=== EXCERPTED DATA ===
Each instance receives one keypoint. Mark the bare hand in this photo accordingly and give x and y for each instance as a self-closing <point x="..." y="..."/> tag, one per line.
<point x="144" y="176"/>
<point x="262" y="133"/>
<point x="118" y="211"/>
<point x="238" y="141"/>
===
### YOUR INSTRUCTIONS
Copy the records above exactly as written.

### SOLUTION FOR THIS PROBLEM
Each instance receives one keypoint. Mark the bare hand in this photo accordingly and give x and y for each instance as a self-closing <point x="..." y="..."/> tag, one per line.
<point x="144" y="176"/>
<point x="262" y="133"/>
<point x="118" y="211"/>
<point x="238" y="141"/>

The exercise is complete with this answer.